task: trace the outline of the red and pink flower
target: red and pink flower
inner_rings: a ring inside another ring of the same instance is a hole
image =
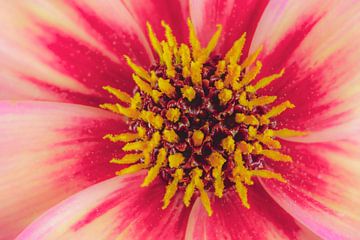
[[[0,239],[356,239],[360,227],[360,3],[295,0],[9,1],[0,9]],[[262,95],[296,108],[282,128],[309,132],[280,140],[292,163],[267,168],[250,209],[235,191],[189,207],[181,191],[162,210],[165,184],[140,185],[146,171],[115,176],[128,129],[100,109],[111,85],[132,93],[126,54],[148,67],[157,56],[146,22],[161,20],[188,42],[187,19],[205,46],[216,24],[225,54],[246,32],[243,57],[263,46],[257,79],[285,68]],[[115,176],[115,177],[114,177]]]

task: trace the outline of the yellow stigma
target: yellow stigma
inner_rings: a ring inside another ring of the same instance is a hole
[[[135,93],[128,93],[132,89],[103,87],[117,102],[100,107],[129,122],[129,132],[103,137],[123,143],[124,154],[113,157],[110,163],[122,168],[117,175],[146,170],[142,187],[161,178],[166,183],[162,209],[183,191],[185,206],[197,197],[211,216],[209,196],[222,198],[228,188],[237,193],[245,208],[250,208],[248,188],[257,184],[256,178],[286,183],[281,174],[267,169],[270,161],[292,161],[278,138],[307,133],[276,126],[276,117],[295,107],[290,101],[279,104],[276,96],[259,96],[259,90],[285,73],[277,69],[274,74],[259,77],[262,46],[243,56],[248,52],[243,33],[221,58],[221,53],[213,52],[222,49],[217,48],[222,25],[216,25],[204,46],[190,19],[187,25],[189,44],[179,43],[164,21],[164,39],[159,40],[147,22],[148,39],[157,54],[150,70],[124,55],[133,71]]]
[[[179,121],[181,112],[178,108],[169,108],[166,112],[166,118],[171,122]]]
[[[201,146],[201,144],[204,140],[204,133],[200,130],[195,130],[192,135],[192,140],[193,140],[194,146],[196,146],[196,147]]]
[[[170,80],[159,78],[158,84],[161,92],[165,93],[169,97],[174,96],[175,88],[170,84]]]
[[[179,136],[173,129],[165,129],[163,132],[163,138],[170,143],[177,143],[179,141]]]
[[[169,156],[169,165],[171,168],[178,168],[185,157],[181,153],[175,153]]]
[[[187,98],[187,100],[189,100],[189,102],[194,100],[196,96],[196,92],[191,86],[184,86],[183,88],[181,88],[181,93],[185,98]]]
[[[232,136],[227,136],[221,141],[221,146],[226,152],[232,153],[235,150],[235,141]]]
[[[229,89],[222,89],[218,95],[219,100],[220,100],[220,104],[221,105],[225,105],[226,103],[228,103],[231,98],[232,98],[232,91]]]

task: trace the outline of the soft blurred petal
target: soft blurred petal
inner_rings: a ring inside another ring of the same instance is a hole
[[[268,0],[190,0],[191,18],[204,46],[216,31],[216,24],[223,25],[218,52],[225,54],[234,41],[246,32],[243,56],[247,55],[254,32]]]
[[[316,132],[304,141],[360,130],[359,21],[358,1],[272,1],[264,12],[251,49],[264,45],[259,79],[285,75],[262,93],[296,105],[278,122]]]
[[[30,225],[18,239],[183,239],[191,208],[180,194],[165,210],[165,186],[140,184],[145,172],[90,187]]]
[[[149,22],[159,39],[164,37],[164,20],[173,30],[179,43],[188,42],[189,2],[186,0],[123,0],[130,13],[133,14],[147,35],[146,22]]]
[[[114,176],[120,118],[72,104],[0,101],[0,239],[69,195]]]
[[[260,185],[249,188],[250,209],[243,207],[233,190],[214,198],[213,216],[200,200],[193,206],[186,239],[317,239],[277,205]]]
[[[325,239],[357,239],[360,226],[360,141],[283,142],[292,163],[268,164],[287,184],[264,181],[292,216]]]
[[[119,1],[9,1],[0,11],[0,99],[97,105],[104,85],[132,91],[124,54],[145,67],[152,59]]]

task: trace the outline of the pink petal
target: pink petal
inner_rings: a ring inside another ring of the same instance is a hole
[[[263,181],[292,216],[325,239],[357,239],[360,226],[359,140],[284,142],[292,163],[268,164],[288,184]]]
[[[17,239],[183,239],[190,208],[177,194],[162,210],[161,180],[141,172],[92,186],[52,208]]]
[[[122,120],[81,105],[0,101],[0,239],[69,195],[114,176]]]
[[[216,24],[223,25],[223,35],[218,51],[225,54],[246,32],[244,56],[247,55],[254,32],[268,0],[191,0],[191,18],[202,44],[207,44],[216,31]]]
[[[102,86],[132,91],[127,54],[147,67],[145,35],[126,7],[106,1],[11,1],[0,10],[0,99],[97,105]]]
[[[242,206],[233,190],[226,192],[222,199],[213,199],[211,217],[197,200],[186,239],[316,239],[256,184],[249,188],[250,209]]]
[[[124,1],[129,11],[134,15],[147,35],[146,22],[149,22],[159,39],[164,37],[164,20],[173,30],[178,42],[188,42],[188,27],[186,20],[189,17],[189,2],[182,0],[137,0]]]
[[[360,3],[272,1],[254,36],[251,51],[264,45],[260,79],[285,68],[262,91],[290,100],[296,108],[278,119],[285,127],[341,138],[359,130]]]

■ **OBJECTIVE**
Rewrite all of the data above with every "trace the outline of" replaced by "draw the boundary around" and nothing else changed. Leave out the pictures.

■ **EXERCISE ANSWER**
task: draw the boundary around the red and pink flower
target: red and pink flower
inner_rings: a ring inside another ring of the same instance is a hole
image =
[[[0,239],[356,239],[360,227],[360,3],[295,0],[9,1],[0,9]],[[262,95],[296,108],[282,128],[309,132],[280,140],[292,163],[267,168],[250,209],[235,191],[189,207],[181,191],[162,210],[165,184],[140,185],[146,171],[115,176],[128,129],[100,109],[111,85],[132,93],[126,54],[148,67],[157,56],[146,22],[161,20],[188,42],[187,19],[205,46],[216,24],[225,54],[246,32],[243,57],[263,46],[257,79],[285,68]],[[115,176],[115,177],[114,177]]]

task: draw the boundary around the yellow stigma
target: yellow stigma
inner_rings: a ring inside another ring of the same instance is a hole
[[[135,93],[128,93],[132,89],[103,87],[117,102],[100,107],[129,122],[129,132],[103,137],[123,143],[124,154],[113,157],[110,163],[122,168],[117,175],[146,170],[142,187],[161,178],[166,183],[162,209],[183,191],[185,206],[197,197],[211,216],[209,196],[222,198],[228,188],[237,193],[245,208],[250,208],[248,188],[257,184],[256,178],[286,183],[281,174],[267,169],[270,161],[292,161],[278,138],[307,133],[276,126],[276,117],[295,107],[290,101],[279,104],[276,96],[259,96],[259,90],[285,73],[277,69],[274,74],[259,77],[262,46],[243,56],[248,52],[243,33],[221,58],[221,53],[213,52],[222,49],[217,48],[222,25],[216,25],[204,46],[190,19],[187,25],[189,44],[179,43],[164,21],[164,39],[159,40],[147,22],[148,39],[157,54],[150,70],[124,55],[133,71]]]
[[[179,121],[181,112],[178,108],[169,108],[166,112],[166,118],[171,122]]]
[[[201,146],[201,144],[204,140],[204,133],[200,130],[195,130],[192,135],[192,140],[193,140],[194,146],[196,146],[196,147]]]
[[[170,80],[159,78],[158,84],[161,92],[165,93],[169,97],[174,96],[175,88],[170,84]]]
[[[179,136],[173,129],[165,129],[163,132],[163,138],[170,143],[177,143],[179,141]]]
[[[169,156],[169,165],[171,168],[178,168],[185,157],[181,153],[175,153]]]
[[[187,98],[187,100],[189,100],[189,102],[194,100],[196,96],[196,92],[191,86],[184,86],[183,88],[181,88],[181,93],[185,98]]]
[[[232,136],[227,136],[221,141],[221,146],[226,152],[232,153],[235,150],[235,141]]]
[[[229,89],[222,89],[218,95],[219,100],[220,100],[220,104],[221,105],[225,105],[226,103],[228,103],[231,98],[232,98],[232,91]]]

task: draw the boundary around the soft blurred petal
target: soft blurred petal
inner_rings: a ring inside another ring of the same instance is a hole
[[[268,0],[190,0],[191,18],[204,46],[216,31],[216,24],[223,25],[218,52],[225,54],[234,41],[246,32],[243,56],[247,55],[254,32]]]
[[[316,132],[304,141],[360,130],[359,21],[358,1],[272,1],[264,12],[251,49],[264,45],[259,79],[285,75],[262,93],[296,105],[278,122]]]
[[[30,225],[18,239],[183,239],[191,208],[180,194],[165,210],[165,186],[140,184],[145,172],[90,187]]]
[[[149,22],[159,39],[164,37],[164,20],[173,30],[179,43],[188,42],[189,2],[186,0],[123,0],[130,13],[133,14],[147,35],[146,22]]]
[[[114,176],[120,118],[72,104],[0,101],[0,239],[69,195]]]
[[[260,185],[249,188],[250,209],[243,207],[233,190],[214,198],[213,216],[200,200],[193,206],[186,239],[317,239],[277,205]]]
[[[325,239],[357,239],[360,226],[360,141],[283,142],[292,163],[268,164],[287,184],[264,181],[292,216]]]
[[[119,1],[9,1],[0,11],[0,99],[97,105],[104,85],[132,91],[124,54],[145,67],[152,59]]]

task: draw the boundary around the pink petal
target: pink petal
inner_rings: a ring inside another ring of the same instance is a hole
[[[263,181],[292,216],[325,239],[357,239],[360,226],[359,140],[284,142],[292,163],[268,164],[288,184]]]
[[[17,239],[183,239],[190,208],[177,194],[162,210],[161,180],[141,172],[92,186],[52,208]]]
[[[122,120],[81,105],[0,101],[0,239],[69,195],[114,176]]]
[[[216,24],[223,25],[223,35],[218,51],[225,54],[246,32],[244,56],[247,55],[254,32],[268,0],[191,0],[191,18],[202,44],[207,44],[216,31]]]
[[[102,86],[132,91],[127,54],[147,67],[145,35],[126,7],[106,1],[11,1],[0,10],[0,99],[97,105]]]
[[[242,206],[233,190],[226,192],[222,199],[213,199],[211,217],[197,200],[186,239],[316,239],[256,184],[249,188],[250,209]]]
[[[124,1],[129,11],[134,15],[147,35],[146,22],[149,22],[159,39],[164,37],[164,20],[173,30],[178,42],[188,42],[188,27],[186,20],[189,17],[189,2],[182,0],[137,0]]]
[[[360,3],[272,1],[254,36],[251,51],[264,45],[260,79],[285,68],[262,91],[290,100],[296,108],[278,119],[285,127],[341,138],[359,130]]]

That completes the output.